YOUR GOAL |
The answer should consist of the records below, repeated exactly, and no pictures.

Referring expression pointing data
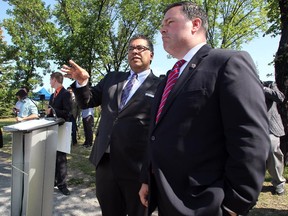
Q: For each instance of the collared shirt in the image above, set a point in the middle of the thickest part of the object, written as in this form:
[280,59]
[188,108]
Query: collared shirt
[138,82]
[57,91]
[190,55]
[87,112]
[28,107]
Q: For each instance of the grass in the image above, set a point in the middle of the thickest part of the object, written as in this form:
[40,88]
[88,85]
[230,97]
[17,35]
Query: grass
[81,173]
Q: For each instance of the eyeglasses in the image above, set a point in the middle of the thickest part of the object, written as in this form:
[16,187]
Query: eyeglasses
[139,48]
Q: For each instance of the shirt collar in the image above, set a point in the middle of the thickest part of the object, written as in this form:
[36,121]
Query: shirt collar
[142,75]
[192,52]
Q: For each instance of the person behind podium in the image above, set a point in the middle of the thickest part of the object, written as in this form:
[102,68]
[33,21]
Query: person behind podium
[60,106]
[27,108]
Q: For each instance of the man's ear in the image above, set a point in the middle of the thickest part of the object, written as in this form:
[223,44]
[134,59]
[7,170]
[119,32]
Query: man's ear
[196,24]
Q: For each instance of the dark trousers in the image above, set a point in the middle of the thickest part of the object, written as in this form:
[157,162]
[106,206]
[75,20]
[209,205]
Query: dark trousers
[74,130]
[61,170]
[117,196]
[88,123]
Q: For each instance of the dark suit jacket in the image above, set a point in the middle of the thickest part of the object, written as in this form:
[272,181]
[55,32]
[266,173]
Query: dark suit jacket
[126,131]
[211,142]
[62,104]
[274,96]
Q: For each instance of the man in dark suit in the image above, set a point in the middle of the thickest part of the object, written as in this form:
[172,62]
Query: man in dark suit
[60,104]
[122,135]
[209,141]
[275,161]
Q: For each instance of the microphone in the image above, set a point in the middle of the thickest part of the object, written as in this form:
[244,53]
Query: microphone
[53,111]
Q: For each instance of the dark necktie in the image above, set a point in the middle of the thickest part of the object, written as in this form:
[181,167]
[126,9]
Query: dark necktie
[172,78]
[127,89]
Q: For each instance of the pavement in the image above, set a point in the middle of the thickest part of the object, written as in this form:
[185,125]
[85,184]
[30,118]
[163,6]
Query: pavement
[82,200]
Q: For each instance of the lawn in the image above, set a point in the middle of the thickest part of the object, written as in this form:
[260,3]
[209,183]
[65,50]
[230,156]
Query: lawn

YOUR RESPONSE |
Q: For each instance of the collared shirt in the image above, set a point in the middle of the thickest part of the object, written as in this form:
[280,59]
[188,108]
Query: collared shirt
[138,82]
[57,91]
[190,55]
[87,112]
[28,107]
Q: For each instance of the grass in the image above, set a point in the middle of the thickest part of the object, written as in this form:
[40,88]
[88,85]
[230,97]
[17,35]
Query: grass
[81,173]
Q: For each instance of the eyeglasses in the image above, set a point in the middle of the thickest part of the object, written as in this form:
[16,187]
Query: eyeglasses
[139,48]
Q: For each instance of the shirt collar in the image above, set a point in the middle of the thickest part of the object, written as in this form:
[36,121]
Query: shirt collar
[142,75]
[192,52]
Q: For each instance of the person behind podium in the image above, set a point in the middle of the thickest part of the object, written as in this form:
[102,68]
[33,21]
Query: person behind podium
[60,106]
[27,108]
Q: For each instance of the man's ear in the image above, set a point in the middle of the thickest part of the object, written as in this form:
[223,44]
[134,59]
[7,170]
[119,32]
Query: man's ear
[196,24]
Q: For each instance of the dark trousers in the image above, set a point in the middle of the thickest part of the object, written as in this form:
[157,162]
[106,206]
[75,20]
[209,205]
Query: dark trousers
[74,130]
[61,170]
[117,196]
[88,123]
Q: For each instance of the dark suit jacket in the image above, set a point in the middle of the thickest part of the object, written as in this form:
[272,181]
[55,32]
[266,173]
Query: dark suit jacket
[126,131]
[211,142]
[62,104]
[274,96]
Q: For each instance of the man in dark suit in the image above, set a point in the middle of the thickest part of the object, written as in this form:
[172,62]
Query: man in dark suit
[60,104]
[122,135]
[209,141]
[275,161]
Q: For each instance of the microphone in the image above, set a point in the middle of the thickest part of the object, written as in this form:
[244,53]
Query: microphone
[53,111]
Q: For each instance of the dark necktie in the image above, set a point in the middle of the thickest part of the object, written as in this form:
[181,167]
[126,9]
Query: dark necktie
[172,78]
[127,89]
Q: For each instance of the pavement in the image above, set a point in the middle of the thickest part of the object, written as in this form:
[185,125]
[85,184]
[30,118]
[163,6]
Query: pavement
[82,200]
Q: For each instance of the lawn in the image above, set a point in the middle of the thickest part of the object, written as in this form:
[260,3]
[209,183]
[65,50]
[230,156]
Query: lawn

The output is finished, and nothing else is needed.